Coordinate annotation entries:
────────────────────

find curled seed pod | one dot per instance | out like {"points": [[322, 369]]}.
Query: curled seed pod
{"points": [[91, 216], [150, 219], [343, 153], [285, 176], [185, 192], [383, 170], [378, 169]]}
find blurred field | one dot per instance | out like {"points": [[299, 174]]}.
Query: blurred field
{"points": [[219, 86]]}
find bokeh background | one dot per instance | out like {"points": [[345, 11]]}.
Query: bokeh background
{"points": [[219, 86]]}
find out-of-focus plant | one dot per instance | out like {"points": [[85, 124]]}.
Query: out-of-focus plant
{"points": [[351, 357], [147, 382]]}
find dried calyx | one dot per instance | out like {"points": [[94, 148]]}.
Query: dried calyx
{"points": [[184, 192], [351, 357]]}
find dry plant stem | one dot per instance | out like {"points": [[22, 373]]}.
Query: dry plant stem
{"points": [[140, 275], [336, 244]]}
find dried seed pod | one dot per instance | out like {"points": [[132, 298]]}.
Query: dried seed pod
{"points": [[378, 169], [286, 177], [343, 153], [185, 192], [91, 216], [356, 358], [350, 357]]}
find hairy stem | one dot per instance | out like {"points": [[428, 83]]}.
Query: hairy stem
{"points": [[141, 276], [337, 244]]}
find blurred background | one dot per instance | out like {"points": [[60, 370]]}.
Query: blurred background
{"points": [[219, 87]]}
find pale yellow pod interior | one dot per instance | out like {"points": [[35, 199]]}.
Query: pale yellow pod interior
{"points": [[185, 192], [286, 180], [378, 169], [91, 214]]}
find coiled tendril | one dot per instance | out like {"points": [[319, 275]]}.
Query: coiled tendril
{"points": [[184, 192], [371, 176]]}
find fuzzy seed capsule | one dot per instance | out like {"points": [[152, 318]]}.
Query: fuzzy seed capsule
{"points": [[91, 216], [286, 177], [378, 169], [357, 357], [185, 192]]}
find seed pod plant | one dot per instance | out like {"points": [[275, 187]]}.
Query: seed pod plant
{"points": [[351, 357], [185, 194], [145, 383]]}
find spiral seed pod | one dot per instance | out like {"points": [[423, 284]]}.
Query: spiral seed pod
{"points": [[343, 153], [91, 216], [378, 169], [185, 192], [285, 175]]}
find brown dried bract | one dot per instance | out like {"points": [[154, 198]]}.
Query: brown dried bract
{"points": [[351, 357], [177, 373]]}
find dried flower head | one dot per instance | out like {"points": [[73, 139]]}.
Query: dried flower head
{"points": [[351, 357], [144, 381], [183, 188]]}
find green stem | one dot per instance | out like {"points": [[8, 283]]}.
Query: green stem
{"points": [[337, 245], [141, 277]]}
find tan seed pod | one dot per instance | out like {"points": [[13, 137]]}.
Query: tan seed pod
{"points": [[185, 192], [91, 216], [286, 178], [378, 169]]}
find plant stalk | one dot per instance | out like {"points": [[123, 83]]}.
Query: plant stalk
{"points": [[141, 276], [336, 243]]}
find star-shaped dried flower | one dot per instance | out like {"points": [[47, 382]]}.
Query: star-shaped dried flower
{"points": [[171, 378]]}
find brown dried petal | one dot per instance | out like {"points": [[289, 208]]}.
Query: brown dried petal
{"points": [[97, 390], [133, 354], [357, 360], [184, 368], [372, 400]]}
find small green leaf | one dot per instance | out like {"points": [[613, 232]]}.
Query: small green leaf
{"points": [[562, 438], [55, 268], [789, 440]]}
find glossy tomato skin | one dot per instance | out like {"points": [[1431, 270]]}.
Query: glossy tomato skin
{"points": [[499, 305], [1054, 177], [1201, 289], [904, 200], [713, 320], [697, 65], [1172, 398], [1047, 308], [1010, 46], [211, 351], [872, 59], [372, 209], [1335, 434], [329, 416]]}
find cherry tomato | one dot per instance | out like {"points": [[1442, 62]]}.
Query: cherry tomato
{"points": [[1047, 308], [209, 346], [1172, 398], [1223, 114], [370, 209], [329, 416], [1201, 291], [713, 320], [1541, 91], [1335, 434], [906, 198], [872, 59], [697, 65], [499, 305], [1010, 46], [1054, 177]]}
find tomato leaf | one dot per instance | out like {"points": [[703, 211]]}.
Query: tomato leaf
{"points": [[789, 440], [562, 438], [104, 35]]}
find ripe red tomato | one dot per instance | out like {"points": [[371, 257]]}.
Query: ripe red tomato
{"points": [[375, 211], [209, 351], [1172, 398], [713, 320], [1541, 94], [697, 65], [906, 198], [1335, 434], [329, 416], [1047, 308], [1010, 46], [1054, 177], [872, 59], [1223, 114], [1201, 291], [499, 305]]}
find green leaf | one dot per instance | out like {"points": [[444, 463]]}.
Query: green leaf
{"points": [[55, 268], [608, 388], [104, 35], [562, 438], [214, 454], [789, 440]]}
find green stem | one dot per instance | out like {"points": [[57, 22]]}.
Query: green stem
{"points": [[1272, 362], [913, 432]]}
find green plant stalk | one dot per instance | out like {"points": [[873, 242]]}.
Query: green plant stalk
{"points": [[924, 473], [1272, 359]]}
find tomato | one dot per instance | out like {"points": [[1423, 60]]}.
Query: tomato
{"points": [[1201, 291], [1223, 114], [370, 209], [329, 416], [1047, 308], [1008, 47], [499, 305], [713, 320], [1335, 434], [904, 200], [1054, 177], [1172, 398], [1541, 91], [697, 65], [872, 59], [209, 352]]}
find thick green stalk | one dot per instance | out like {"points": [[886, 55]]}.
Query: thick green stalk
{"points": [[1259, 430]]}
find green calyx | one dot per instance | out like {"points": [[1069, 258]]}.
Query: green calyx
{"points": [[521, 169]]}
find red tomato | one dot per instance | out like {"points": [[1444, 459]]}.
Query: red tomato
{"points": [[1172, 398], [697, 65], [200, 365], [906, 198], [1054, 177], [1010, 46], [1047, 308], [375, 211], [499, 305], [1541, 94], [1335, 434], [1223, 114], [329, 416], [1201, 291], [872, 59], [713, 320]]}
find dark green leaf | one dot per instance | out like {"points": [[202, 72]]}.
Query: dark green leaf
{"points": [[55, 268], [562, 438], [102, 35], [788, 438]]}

────────────────────

■ Work instructions
Reproduce the listing above line for line, with no changes.

■ Answer to this problem
find curled seed pod | one dot per instance | out like {"points": [[322, 369]]}.
Query: curled seed pod
{"points": [[91, 216], [150, 219], [343, 153], [285, 176], [185, 192], [383, 170], [378, 169]]}
find blurred field | one dot per instance | out like {"points": [[299, 174]]}.
Query: blurred field
{"points": [[219, 86]]}
find bokeh background | one dot per instance | out like {"points": [[345, 11]]}.
Query: bokeh background
{"points": [[219, 86]]}
find out-of-focus plant | one dot per instance | out like {"points": [[85, 124]]}.
Query: out-of-focus plant
{"points": [[351, 357], [147, 382]]}
find dried calyx | one dot per instance | out like {"points": [[94, 148]]}.
Query: dried calyx
{"points": [[184, 192], [351, 357]]}
find dry plant stem | one dot per instance | out like {"points": [[22, 373]]}.
Query: dry plant stem
{"points": [[140, 275], [336, 244]]}
find dried seed pod | one dot per instance | out like {"points": [[132, 298]]}.
Query: dried seed pod
{"points": [[378, 169], [286, 177], [343, 153], [185, 192], [91, 216], [356, 358], [350, 357]]}
find hairy stem | one dot per instance | out like {"points": [[428, 83]]}.
Query: hairy stem
{"points": [[141, 276], [337, 244]]}
find blurred background | one dot per instance | out like {"points": [[60, 370]]}.
Query: blurred background
{"points": [[219, 87]]}
find pale yellow pod interior | one dot per instance | out like {"points": [[35, 199]]}.
Query: pale yellow pod interior
{"points": [[185, 192], [286, 180], [378, 169], [91, 214]]}
find coiled tendril | one dot per instance | out like {"points": [[319, 275]]}.
Query: coiled tendril
{"points": [[184, 192], [371, 176]]}
find fuzzy seed capsule | one dot per instance | out like {"points": [[152, 318]]}.
Query: fuzzy seed capsule
{"points": [[91, 216], [286, 177], [378, 169], [357, 357], [185, 192]]}
find seed pod plant | one dot per instance | out like {"points": [[275, 187]]}.
Query: seed pod plant
{"points": [[351, 357], [185, 194], [145, 383]]}
find spiral seed pod | one dot per instance | out like {"points": [[423, 284]]}.
Query: spiral seed pod
{"points": [[343, 153], [91, 216], [378, 169], [185, 192], [285, 175]]}
find brown dried bract | one dot per instance | out like {"points": [[154, 198]]}.
Query: brown dried bract
{"points": [[351, 357], [177, 373]]}
find dried flower head | one dot per instance | out like {"points": [[73, 139]]}.
Query: dried flower head
{"points": [[351, 357], [144, 381], [183, 188]]}
find green stem | one dot per instance | out like {"points": [[8, 283]]}.
Query: green stem
{"points": [[337, 245], [141, 277]]}
find tan seed pod | one dot per instance | out like {"points": [[13, 137]]}.
Query: tan seed pod
{"points": [[185, 192], [91, 216], [286, 178], [378, 169]]}
find plant stalk | one dot per instance | out like {"points": [[123, 83]]}.
Query: plant stalk
{"points": [[141, 276], [336, 243]]}
find star-shaped dried flower | one dot per instance | out like {"points": [[47, 382]]}.
Query: star-shaped dried flower
{"points": [[171, 378]]}
find brown dried petal | one dot per instance | out like {"points": [[289, 208]]}.
Query: brown dried petal
{"points": [[97, 390], [133, 354], [357, 360], [184, 368], [372, 400]]}
find small green leaf | one dot per instance | out like {"points": [[613, 232]]}.
Query: small green leaf
{"points": [[562, 438], [55, 268], [789, 440]]}
find glossy tomato skin | one dot per instance | out like {"points": [[1431, 270]]}.
Query: glossy tomato skin
{"points": [[499, 305], [1054, 177], [1201, 289], [904, 200], [713, 320], [697, 65], [1172, 398], [1047, 308], [1010, 46], [211, 351], [872, 59], [372, 209], [1335, 434], [329, 416]]}
find cherry tomato | one dot per instance | out like {"points": [[1442, 62]]}.
Query: cherry tomato
{"points": [[1047, 308], [209, 346], [1172, 398], [1223, 114], [370, 209], [329, 416], [1201, 291], [713, 320], [1541, 91], [1335, 434], [906, 198], [872, 59], [697, 65], [499, 305], [1010, 46], [1054, 177]]}
find tomato leaf | one dot per instance | out like {"points": [[703, 211]]}.
Query: tomato leaf
{"points": [[789, 440], [562, 438], [104, 35]]}
find ripe red tomato | one dot per instance | out like {"points": [[371, 257]]}.
Query: ripe red tomato
{"points": [[375, 211], [209, 351], [1172, 398], [713, 320], [1541, 94], [697, 65], [906, 198], [1335, 434], [329, 416], [1047, 308], [1010, 46], [1054, 177], [872, 59], [1223, 114], [1201, 291], [499, 305]]}
find green leaf | one dot per instance | out like {"points": [[444, 463]]}.
Query: green leaf
{"points": [[55, 268], [608, 388], [104, 35], [562, 438], [214, 454], [789, 440]]}
find green stem | one dot per instance | out like {"points": [[57, 22]]}.
Query: green stem
{"points": [[1272, 362], [913, 432]]}
find green plant stalk | one dot per instance | out like {"points": [[873, 242]]}.
Query: green plant stalk
{"points": [[924, 473], [1272, 359]]}
find tomato | one dot per instance | out like {"points": [[1423, 60]]}.
Query: tomato
{"points": [[1201, 291], [1223, 114], [370, 209], [329, 416], [1047, 308], [1008, 47], [499, 305], [713, 320], [1335, 434], [904, 200], [1054, 177], [1172, 398], [1541, 91], [697, 65], [872, 59], [209, 352]]}
find thick green stalk | one dot per instance | out like {"points": [[886, 55]]}.
Query: thick green stalk
{"points": [[1259, 430]]}
find green calyx | one dot per instance | out like {"points": [[1069, 258]]}.
Query: green calyx
{"points": [[521, 169]]}
find red tomato | one dot per instance | out like {"points": [[1444, 459]]}.
Query: red tomato
{"points": [[1172, 398], [697, 65], [200, 365], [906, 198], [1054, 177], [1010, 46], [1047, 308], [375, 211], [499, 305], [1541, 94], [1335, 434], [1223, 114], [329, 416], [1201, 291], [872, 59], [713, 320]]}
find dark green leaf | one dot per instance | out like {"points": [[202, 72]]}.
Query: dark green leaf
{"points": [[55, 268], [562, 438], [102, 35], [788, 438]]}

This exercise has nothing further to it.